Registros de una fuente de datos
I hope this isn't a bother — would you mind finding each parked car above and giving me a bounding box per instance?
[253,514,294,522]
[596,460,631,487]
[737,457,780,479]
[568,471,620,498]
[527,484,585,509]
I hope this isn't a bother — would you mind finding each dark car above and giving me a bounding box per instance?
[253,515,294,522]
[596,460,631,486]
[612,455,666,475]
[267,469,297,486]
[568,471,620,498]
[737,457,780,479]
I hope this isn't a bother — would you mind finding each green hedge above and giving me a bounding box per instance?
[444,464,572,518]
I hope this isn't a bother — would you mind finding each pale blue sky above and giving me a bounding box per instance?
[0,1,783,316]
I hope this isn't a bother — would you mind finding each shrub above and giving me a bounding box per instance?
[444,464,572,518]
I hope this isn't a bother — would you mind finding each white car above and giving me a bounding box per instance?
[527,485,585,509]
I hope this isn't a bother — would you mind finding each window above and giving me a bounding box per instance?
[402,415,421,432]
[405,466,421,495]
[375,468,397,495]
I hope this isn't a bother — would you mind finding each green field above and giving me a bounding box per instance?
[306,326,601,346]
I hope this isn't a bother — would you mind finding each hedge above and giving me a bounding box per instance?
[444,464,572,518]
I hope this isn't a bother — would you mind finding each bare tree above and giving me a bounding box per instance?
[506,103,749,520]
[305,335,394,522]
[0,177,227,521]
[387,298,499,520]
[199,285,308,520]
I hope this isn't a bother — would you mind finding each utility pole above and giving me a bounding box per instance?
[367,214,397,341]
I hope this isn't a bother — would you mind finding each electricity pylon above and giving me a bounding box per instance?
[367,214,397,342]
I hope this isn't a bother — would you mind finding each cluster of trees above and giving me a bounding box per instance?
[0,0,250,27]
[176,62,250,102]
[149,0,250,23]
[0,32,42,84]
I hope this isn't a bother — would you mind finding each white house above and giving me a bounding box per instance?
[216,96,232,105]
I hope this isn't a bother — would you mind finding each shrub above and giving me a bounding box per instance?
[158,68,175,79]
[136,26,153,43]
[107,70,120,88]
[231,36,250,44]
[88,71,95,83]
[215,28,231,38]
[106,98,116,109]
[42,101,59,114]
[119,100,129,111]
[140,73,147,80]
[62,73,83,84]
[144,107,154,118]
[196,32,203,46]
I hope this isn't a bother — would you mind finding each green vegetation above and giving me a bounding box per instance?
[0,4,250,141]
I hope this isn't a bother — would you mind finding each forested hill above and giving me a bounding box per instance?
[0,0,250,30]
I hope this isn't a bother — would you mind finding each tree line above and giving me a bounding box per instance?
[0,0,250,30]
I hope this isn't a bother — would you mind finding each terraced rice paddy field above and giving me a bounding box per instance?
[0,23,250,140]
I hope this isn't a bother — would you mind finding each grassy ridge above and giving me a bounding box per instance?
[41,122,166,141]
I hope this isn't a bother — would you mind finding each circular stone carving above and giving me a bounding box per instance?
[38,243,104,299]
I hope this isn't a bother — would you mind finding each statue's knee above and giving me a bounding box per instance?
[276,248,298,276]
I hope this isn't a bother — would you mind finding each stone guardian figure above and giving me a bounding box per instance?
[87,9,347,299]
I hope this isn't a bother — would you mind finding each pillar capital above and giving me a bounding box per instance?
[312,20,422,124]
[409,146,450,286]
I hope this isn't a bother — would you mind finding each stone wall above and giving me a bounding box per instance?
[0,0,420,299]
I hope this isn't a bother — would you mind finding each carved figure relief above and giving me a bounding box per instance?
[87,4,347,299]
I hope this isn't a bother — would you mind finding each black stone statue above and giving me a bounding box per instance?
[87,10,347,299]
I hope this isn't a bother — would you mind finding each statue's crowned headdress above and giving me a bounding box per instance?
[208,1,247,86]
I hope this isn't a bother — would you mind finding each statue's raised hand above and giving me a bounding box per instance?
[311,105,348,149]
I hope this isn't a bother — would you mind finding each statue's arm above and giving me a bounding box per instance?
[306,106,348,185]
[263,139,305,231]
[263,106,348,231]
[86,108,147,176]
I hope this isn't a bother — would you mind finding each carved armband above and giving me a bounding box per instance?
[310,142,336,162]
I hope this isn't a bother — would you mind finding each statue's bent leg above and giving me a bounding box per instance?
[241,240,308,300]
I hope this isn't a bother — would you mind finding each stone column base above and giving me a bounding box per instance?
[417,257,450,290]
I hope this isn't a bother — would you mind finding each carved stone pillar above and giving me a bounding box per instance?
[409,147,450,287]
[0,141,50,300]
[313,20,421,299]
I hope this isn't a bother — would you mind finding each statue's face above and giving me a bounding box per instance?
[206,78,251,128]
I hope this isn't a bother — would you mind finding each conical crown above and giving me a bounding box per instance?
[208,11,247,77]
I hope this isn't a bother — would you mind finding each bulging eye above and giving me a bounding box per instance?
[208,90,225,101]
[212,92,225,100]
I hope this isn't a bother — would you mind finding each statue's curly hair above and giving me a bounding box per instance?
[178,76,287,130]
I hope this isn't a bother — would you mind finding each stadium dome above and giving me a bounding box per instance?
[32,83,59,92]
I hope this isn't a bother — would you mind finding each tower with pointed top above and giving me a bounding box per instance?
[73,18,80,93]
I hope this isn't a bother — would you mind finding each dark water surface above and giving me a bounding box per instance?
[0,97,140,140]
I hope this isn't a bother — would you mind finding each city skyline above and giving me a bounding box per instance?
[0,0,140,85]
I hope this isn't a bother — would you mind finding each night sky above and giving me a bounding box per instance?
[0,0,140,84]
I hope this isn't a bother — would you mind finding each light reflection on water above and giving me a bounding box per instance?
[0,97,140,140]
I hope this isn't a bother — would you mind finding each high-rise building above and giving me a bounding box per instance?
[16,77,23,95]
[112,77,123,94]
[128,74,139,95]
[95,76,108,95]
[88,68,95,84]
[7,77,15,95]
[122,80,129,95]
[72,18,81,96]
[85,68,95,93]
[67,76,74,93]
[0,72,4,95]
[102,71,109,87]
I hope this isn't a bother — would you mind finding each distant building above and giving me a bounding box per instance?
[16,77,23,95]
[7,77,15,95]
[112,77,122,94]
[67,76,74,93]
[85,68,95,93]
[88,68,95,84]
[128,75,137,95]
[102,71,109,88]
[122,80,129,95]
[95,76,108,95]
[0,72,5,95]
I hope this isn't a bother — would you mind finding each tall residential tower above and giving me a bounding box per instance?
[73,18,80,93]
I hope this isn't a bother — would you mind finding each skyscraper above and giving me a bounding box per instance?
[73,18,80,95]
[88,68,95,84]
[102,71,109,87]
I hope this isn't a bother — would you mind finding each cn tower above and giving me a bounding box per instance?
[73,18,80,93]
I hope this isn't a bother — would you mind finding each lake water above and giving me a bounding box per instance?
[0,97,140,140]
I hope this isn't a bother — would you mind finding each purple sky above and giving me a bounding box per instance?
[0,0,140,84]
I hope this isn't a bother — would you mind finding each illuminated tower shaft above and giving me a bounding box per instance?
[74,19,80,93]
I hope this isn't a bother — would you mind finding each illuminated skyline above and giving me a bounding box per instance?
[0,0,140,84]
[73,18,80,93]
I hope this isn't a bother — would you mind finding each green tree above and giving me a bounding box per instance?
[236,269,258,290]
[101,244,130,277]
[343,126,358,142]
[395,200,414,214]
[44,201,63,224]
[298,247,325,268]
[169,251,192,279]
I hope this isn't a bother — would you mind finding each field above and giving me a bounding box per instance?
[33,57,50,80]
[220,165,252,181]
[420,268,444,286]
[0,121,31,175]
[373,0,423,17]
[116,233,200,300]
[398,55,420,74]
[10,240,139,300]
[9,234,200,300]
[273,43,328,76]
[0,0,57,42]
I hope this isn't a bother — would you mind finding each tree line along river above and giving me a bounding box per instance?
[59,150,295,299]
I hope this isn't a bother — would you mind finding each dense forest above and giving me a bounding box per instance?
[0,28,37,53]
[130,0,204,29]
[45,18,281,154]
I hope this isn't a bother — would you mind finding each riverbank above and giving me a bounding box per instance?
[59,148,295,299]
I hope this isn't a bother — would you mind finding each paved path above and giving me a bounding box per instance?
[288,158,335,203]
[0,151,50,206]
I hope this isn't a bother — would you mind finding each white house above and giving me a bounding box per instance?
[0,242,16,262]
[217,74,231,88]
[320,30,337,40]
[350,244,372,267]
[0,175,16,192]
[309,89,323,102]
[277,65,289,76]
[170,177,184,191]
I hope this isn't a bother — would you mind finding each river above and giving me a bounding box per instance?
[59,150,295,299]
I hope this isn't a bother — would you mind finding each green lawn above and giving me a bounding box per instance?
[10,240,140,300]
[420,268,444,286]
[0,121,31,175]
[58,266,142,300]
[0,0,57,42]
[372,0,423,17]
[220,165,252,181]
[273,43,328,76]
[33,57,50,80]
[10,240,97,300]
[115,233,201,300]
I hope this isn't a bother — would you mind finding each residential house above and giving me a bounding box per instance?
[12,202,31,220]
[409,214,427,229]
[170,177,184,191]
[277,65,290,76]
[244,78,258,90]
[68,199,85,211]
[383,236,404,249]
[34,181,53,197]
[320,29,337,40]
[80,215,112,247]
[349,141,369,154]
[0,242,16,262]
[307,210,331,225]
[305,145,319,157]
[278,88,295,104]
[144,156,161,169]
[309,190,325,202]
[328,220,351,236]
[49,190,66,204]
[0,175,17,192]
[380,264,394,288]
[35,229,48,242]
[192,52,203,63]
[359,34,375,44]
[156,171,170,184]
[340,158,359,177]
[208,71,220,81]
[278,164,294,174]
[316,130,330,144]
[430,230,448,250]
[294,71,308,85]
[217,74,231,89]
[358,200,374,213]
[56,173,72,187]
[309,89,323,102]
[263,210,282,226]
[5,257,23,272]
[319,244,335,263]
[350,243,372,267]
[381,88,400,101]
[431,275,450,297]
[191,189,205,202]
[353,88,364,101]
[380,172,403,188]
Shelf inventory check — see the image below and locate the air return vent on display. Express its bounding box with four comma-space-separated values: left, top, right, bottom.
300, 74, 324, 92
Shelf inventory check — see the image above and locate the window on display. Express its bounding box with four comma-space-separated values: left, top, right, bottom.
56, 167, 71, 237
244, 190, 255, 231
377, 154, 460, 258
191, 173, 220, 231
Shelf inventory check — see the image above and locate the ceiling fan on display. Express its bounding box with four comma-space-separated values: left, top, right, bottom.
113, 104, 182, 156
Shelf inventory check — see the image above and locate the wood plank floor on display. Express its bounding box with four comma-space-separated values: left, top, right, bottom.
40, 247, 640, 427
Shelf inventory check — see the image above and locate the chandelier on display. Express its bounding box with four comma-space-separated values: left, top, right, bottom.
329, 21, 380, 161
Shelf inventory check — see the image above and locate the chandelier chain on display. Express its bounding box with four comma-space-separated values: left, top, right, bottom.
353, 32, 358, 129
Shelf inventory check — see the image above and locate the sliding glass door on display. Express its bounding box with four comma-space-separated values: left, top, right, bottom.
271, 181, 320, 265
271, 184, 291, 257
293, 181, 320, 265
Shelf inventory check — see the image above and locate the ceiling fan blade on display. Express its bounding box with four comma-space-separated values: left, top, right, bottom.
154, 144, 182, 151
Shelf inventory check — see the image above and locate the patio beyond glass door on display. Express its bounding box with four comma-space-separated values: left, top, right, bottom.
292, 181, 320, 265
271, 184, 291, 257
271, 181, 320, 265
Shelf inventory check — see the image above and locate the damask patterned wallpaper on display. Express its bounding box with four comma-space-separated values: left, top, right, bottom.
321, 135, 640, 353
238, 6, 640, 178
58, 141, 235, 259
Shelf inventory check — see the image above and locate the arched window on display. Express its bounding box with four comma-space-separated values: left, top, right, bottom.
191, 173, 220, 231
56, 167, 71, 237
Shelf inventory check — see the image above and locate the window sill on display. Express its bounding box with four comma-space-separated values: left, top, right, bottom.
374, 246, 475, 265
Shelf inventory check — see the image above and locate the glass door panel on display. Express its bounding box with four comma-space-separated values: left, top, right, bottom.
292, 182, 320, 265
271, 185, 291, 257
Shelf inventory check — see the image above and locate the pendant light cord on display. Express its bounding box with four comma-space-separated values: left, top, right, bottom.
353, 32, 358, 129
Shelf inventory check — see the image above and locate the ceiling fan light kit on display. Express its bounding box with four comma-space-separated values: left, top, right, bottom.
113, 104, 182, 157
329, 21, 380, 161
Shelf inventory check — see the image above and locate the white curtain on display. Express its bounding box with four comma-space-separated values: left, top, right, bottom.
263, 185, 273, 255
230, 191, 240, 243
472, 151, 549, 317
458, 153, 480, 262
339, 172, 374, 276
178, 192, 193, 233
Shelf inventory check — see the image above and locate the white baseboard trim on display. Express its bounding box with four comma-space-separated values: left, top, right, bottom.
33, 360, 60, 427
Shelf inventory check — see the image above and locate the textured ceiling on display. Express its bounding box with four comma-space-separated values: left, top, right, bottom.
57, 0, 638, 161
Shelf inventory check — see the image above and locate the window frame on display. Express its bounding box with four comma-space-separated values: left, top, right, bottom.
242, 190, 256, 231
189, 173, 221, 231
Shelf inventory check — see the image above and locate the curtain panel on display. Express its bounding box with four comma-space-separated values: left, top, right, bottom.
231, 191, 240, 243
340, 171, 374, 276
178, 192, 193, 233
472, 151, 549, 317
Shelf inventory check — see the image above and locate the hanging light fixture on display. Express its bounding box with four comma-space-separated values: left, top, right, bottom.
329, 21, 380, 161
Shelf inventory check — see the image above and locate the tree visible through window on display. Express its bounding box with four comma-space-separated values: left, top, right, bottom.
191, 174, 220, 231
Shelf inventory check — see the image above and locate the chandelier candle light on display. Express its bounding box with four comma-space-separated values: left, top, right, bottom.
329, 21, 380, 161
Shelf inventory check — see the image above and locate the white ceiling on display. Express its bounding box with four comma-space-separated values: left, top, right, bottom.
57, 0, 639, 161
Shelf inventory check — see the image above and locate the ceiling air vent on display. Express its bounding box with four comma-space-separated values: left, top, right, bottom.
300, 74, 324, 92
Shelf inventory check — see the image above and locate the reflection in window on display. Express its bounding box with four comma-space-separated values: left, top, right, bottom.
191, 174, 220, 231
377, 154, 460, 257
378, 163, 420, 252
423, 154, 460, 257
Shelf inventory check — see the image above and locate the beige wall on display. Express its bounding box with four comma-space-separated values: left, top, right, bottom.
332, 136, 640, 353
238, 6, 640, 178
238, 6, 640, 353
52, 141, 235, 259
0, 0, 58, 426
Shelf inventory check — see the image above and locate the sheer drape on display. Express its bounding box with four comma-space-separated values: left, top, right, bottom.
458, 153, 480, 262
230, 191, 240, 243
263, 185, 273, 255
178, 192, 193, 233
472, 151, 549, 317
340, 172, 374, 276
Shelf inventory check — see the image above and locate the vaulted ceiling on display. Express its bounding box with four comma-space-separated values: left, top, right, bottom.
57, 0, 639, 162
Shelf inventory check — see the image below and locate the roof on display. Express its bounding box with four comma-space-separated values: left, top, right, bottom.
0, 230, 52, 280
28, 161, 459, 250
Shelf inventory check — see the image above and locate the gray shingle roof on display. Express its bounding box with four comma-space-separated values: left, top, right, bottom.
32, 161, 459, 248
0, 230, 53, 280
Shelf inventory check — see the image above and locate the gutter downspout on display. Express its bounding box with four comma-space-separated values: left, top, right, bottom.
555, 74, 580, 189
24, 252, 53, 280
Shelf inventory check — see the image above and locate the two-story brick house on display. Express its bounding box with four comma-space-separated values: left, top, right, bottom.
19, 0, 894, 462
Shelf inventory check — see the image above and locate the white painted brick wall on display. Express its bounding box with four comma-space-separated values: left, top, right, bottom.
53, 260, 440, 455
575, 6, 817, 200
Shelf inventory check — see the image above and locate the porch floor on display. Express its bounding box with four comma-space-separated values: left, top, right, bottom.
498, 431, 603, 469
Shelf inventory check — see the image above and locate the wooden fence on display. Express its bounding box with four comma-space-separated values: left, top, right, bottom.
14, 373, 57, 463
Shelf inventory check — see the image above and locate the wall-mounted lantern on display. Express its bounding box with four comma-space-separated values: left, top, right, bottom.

■ Instrucción ■
¿Qué líneas de los registros de arriba contienen la cadena "roof"? Extráelas todas completas, distinguiendo entre mayúsculas y minúsculas.

■ Respuesta ■
Shelf inventory check — see the image below and locate the roof on display. Express its bounding box with four comma-space-separated values: left, top, right, bottom.
Shelf inventory check — see the image above and locate the gray shingle roof on display. Express its bounding box with four comma-space-separated values: left, top, right, bottom.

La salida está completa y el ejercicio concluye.